---------- ИЗБРАННЫЙ ТЕКСТ ----------

Что до социальных, внепартийных проблематик (движение за равенство мужчин и женщин на работе или за права национальных или сексуальных меньшинств и т. д.), то студенты, опять же, поскольку я могу судить чисто эмпирически, принимают в этом участие наравне с многими другими гражданами. В этом смысле, мне кажется, активность перешла в новое качество, она проявляется в общем, социальном дискурсе, а уже не в строго политическом.

Что касается, наконец, чисто университетских проблем, то в начале академического года, как правило, студенты устраивают демонстрации и пикеты за свои права, за социальное жилье студентам из других городов и вообще за то, что их касается напрямую как студентов. В университетах существуют ассоциации, представляющие разные идеологии, от левых до крайне правого толка, близкого к фашистской идеологии (напоминаю, что апология фашизма в Италии запрещена по Конституции), но последних не так уж много, и, как правило, их попытки протестовать на улицах сводятся на нет потасовками с представителями противоположного лагеря.

Студенческие организации представлены во всех советах факультетов и даже общеуниверситетских, куда они выдвигают требования учащихся. Но это скорее разновидность профсоюзной деятельности, нежели политическая борьба в традиционном смысле.

Такая активность всегда была присуща студентам в Италии, с 1968 года по крайней мере, сам я помню демонстрации и протесты во время учебы в школе и в университете. Если вдуматься, я не скажу, что что-то сильно изменилось, просто переросло во что-то другое, ведь романтическое желание изменить мир, конечно, очень красиво, важно для формирования себя как личности и даже неотъемлемая часть студенческой жизни.

----------

— ЗАДАНИЯ —
(A) Почему, согласно тексту о студенческой активности в Италии, уличные протесты крайне правых студенческих ассоциаций обычно ни к чему не приводят? Ответьте в одном–трех предложениях.
(B) Продолжите текст о студенческой активности в Италии, начиная после его последнего предложения.

---------- ФРАГМЕНТЫ ЗАПИСЕЙ ----------

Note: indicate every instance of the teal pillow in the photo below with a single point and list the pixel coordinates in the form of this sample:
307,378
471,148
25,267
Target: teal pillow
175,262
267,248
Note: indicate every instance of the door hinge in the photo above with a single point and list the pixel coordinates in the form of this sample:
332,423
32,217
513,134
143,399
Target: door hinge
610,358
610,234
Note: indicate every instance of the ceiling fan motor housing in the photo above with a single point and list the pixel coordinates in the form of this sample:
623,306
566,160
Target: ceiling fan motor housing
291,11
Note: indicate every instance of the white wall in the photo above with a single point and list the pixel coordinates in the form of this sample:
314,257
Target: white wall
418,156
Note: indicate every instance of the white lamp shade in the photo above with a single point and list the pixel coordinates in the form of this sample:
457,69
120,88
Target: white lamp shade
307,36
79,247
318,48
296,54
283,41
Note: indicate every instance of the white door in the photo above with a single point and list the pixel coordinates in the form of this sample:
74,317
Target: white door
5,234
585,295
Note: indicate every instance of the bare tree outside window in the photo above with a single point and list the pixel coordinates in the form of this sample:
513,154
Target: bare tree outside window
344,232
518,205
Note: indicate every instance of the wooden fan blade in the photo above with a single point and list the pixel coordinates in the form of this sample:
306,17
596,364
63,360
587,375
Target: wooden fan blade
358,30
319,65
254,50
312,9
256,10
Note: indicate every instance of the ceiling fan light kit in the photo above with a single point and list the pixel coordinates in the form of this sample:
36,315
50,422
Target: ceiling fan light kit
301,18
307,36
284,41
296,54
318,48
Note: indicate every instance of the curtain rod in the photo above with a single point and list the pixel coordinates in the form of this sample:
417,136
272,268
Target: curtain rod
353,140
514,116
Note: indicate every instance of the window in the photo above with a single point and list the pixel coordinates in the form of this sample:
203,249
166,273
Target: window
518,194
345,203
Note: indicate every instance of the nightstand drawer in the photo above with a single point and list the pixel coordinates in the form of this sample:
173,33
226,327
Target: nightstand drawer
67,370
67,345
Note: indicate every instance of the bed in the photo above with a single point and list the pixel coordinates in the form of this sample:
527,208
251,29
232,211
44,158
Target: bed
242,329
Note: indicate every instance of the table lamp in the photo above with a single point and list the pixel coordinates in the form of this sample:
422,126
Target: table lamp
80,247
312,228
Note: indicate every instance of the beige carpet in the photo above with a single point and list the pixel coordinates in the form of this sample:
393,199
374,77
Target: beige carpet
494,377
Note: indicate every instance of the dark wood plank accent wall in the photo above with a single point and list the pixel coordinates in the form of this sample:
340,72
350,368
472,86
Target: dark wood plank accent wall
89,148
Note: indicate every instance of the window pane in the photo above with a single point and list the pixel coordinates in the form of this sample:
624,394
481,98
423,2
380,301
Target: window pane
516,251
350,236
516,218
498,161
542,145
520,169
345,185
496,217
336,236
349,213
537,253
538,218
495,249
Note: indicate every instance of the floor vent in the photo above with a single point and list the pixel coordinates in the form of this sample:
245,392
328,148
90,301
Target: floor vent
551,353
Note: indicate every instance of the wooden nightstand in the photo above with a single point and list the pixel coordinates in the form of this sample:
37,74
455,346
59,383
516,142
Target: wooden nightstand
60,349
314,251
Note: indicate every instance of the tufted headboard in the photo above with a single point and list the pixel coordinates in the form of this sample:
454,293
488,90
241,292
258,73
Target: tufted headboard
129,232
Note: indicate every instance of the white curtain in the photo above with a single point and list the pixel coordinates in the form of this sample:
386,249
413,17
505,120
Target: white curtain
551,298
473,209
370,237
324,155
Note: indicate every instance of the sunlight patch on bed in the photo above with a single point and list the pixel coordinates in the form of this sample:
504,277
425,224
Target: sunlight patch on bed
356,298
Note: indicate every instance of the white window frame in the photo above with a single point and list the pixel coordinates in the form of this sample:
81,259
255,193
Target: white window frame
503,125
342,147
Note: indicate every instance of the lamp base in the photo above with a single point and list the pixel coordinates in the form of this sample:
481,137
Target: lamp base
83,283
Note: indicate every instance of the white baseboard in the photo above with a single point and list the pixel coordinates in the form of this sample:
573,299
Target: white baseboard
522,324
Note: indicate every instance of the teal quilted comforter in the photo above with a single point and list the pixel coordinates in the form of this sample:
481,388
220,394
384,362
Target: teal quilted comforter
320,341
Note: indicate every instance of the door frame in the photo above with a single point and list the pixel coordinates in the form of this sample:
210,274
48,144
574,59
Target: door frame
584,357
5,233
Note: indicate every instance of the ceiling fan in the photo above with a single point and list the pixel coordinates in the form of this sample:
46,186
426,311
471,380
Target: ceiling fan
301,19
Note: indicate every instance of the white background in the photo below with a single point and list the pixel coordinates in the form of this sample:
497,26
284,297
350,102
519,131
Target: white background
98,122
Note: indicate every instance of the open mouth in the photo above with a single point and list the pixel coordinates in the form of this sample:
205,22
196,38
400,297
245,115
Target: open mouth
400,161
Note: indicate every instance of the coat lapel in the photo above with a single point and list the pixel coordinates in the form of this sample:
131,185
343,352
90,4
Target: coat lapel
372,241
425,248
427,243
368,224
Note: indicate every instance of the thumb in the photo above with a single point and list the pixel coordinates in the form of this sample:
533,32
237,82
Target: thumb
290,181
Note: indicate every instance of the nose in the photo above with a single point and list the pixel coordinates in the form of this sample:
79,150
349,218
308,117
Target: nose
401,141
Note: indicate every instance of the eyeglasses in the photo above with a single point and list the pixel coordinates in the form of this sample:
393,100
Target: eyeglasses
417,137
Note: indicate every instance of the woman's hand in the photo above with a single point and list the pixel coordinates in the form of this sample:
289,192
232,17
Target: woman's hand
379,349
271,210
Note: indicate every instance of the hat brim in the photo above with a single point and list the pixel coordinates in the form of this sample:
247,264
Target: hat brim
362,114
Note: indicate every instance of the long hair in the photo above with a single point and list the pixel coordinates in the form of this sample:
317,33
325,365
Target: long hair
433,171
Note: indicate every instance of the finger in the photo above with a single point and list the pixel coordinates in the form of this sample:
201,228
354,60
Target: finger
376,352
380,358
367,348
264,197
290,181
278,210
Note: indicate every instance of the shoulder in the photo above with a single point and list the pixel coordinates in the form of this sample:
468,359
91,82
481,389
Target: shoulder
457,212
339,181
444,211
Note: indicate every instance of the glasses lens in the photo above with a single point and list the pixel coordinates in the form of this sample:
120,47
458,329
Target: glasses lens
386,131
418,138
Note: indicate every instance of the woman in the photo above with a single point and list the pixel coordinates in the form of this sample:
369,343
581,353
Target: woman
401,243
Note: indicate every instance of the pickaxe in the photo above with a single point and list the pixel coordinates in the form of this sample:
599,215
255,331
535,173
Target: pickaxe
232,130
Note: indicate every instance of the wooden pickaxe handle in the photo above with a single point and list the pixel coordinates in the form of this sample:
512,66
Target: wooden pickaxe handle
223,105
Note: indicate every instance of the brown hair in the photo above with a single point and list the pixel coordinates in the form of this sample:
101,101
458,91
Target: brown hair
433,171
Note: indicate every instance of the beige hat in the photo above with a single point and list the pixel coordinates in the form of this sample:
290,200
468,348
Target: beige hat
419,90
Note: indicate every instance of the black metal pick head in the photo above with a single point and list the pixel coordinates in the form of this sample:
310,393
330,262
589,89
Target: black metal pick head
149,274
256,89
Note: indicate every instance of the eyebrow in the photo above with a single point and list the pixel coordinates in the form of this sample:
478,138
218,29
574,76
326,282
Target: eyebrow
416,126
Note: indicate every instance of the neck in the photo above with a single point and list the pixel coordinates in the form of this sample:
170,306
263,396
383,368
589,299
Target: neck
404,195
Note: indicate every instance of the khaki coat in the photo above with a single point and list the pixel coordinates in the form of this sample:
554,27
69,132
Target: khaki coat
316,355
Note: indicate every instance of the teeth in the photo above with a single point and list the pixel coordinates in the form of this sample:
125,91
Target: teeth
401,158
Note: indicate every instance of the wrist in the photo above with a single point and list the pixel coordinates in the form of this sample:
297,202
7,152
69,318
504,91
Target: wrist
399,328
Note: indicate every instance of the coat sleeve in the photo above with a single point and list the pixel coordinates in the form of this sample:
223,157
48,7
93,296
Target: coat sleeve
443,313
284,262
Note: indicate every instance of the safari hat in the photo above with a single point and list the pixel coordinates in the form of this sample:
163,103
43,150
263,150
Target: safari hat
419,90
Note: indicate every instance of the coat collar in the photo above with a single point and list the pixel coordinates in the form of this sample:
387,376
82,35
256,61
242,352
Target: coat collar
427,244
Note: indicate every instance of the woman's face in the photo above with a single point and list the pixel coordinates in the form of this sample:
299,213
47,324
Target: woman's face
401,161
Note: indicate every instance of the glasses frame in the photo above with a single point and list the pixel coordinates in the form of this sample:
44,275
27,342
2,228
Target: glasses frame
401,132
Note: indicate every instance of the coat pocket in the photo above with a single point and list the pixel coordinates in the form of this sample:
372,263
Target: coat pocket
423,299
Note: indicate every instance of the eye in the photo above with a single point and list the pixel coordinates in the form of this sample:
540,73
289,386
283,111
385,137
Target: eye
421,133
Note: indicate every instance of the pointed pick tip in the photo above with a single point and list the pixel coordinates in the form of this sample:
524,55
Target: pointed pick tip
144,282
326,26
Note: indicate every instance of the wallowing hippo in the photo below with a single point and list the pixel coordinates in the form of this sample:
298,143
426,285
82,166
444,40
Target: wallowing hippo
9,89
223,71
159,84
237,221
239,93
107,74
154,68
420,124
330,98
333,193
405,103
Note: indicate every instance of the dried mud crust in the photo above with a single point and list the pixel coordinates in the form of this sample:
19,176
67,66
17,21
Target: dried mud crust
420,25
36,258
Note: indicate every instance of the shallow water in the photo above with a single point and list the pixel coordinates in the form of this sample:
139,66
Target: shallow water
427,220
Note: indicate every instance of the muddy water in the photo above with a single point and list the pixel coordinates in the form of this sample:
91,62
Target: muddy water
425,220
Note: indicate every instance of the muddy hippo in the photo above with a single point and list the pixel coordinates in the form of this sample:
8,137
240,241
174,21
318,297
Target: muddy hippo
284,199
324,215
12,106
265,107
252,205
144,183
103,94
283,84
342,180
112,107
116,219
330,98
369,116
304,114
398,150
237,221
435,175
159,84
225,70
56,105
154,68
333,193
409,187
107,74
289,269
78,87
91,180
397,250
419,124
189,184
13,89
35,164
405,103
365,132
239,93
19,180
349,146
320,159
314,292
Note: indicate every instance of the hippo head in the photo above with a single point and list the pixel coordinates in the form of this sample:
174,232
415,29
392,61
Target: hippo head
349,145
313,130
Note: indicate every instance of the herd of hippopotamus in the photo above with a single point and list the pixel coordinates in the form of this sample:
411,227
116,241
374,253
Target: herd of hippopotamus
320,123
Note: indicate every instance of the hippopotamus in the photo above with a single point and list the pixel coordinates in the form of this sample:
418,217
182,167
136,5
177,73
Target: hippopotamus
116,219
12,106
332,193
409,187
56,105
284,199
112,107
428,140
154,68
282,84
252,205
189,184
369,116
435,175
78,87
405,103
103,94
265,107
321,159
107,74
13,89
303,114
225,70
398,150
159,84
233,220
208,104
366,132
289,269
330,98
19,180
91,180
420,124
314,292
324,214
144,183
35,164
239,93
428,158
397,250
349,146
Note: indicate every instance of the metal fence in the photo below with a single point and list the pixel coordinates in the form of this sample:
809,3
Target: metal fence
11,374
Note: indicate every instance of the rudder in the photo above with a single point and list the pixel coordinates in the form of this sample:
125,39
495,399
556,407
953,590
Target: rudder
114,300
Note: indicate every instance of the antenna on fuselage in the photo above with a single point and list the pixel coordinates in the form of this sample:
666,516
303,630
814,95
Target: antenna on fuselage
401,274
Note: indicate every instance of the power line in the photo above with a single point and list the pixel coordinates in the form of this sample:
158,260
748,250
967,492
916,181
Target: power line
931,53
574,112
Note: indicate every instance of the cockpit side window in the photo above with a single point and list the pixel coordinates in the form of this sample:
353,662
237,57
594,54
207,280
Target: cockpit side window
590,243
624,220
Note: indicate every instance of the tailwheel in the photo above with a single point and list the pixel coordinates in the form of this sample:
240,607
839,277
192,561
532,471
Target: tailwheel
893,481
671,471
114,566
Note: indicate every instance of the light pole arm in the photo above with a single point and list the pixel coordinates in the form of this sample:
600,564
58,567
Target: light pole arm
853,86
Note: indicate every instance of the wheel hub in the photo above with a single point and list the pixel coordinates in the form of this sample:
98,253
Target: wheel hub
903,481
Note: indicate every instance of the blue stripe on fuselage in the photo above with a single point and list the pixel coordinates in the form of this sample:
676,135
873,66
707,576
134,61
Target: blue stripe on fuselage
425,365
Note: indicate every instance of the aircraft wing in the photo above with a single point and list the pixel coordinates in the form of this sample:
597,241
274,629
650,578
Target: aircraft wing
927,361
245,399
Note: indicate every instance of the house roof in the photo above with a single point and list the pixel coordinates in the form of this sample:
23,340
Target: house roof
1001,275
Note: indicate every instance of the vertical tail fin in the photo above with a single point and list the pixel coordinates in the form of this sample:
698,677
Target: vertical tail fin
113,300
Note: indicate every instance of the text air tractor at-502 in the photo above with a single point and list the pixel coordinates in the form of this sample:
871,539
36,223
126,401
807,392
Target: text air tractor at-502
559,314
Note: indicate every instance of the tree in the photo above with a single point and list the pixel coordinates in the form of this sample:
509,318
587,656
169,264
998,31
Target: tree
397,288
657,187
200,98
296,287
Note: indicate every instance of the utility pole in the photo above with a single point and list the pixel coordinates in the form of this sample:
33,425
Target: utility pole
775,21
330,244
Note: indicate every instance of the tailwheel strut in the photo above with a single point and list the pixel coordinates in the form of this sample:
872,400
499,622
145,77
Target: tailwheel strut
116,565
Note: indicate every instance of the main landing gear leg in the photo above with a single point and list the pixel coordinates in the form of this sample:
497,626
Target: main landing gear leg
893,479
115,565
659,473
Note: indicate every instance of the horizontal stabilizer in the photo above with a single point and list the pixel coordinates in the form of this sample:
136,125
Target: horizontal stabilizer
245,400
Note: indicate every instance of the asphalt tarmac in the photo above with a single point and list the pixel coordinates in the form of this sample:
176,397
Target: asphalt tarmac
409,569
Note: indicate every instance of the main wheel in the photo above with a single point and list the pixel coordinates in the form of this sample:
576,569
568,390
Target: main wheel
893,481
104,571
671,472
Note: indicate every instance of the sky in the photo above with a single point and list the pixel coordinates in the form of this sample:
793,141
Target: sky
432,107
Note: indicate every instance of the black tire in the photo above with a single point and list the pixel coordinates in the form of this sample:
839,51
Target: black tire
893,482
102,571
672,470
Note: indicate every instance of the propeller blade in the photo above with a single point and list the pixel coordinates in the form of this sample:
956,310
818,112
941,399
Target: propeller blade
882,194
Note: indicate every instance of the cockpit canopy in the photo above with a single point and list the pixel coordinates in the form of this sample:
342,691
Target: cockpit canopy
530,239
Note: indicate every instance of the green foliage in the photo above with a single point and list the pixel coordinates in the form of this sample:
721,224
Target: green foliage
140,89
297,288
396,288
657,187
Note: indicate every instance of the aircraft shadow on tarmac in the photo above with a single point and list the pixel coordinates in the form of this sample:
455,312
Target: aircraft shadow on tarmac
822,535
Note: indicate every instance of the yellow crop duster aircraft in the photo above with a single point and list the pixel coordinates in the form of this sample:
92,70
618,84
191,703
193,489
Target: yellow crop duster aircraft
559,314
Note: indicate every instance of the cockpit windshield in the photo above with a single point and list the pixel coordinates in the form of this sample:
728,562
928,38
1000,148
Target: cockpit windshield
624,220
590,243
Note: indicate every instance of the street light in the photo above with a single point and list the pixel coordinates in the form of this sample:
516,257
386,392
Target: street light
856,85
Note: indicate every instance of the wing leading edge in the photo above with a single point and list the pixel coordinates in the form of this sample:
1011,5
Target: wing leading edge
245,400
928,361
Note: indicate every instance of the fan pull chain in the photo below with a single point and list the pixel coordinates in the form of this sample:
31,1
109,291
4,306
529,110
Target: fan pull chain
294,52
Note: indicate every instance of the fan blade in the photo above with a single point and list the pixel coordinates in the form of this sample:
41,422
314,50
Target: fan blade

----------

— ОТВЕТЫ К ЗАДАНИЯМ —
(A) Таких ассоциаций не так уж много. Их попытки протестовать на улицах, как правило, сводятся на нет потасовками с представителями противоположного лагеря.

(B)
А.Ч.: Да, как мы помним, 68-й год ассоциируется в Европе не только с Парижем, но и с университетскими выступлениями в Риме на архитектурном факультете в аллее Джулиа и на гуманитарных факультетах во дворце Фонтана в Турине… Ситуация же со студентами напоминает российскую – если и бастуют, то из «корыстных», прагматических интересов… А вообще возможно в ближайшем или не очень будущем возрождение протестных (левых или правых) движений? Необходимость в альтернативе, корректирующей власть, не дающей ей впадать в крайности, есть, мне кажется, всегда. Сейчас, судя по всемирным выступлениям типа Occupy, она ощущается особенно остро.

М.М.: Обычно люди выходят на демонстрации, чтобы отстоять то, что кажется важным, не обязательно из корыстных интересов. Или, лучше сказать, демонстрации устраиваются в основном для того, чтобы сберечь или защитить завоеванные борьбой права. Это можно называть корыстью только в том смысле, что некоторые проблемы касаются всех. Недостатки или принятые правительством драконовские законы не могут не отражаться на качестве жизни граждан, если увольняют рабочих, допустим, это будет сказываться на экономике целого города, не говоря уже о солидарности со слабыми слоями общества. Мне кажется, у нас протестное движение не останавливалось никогда.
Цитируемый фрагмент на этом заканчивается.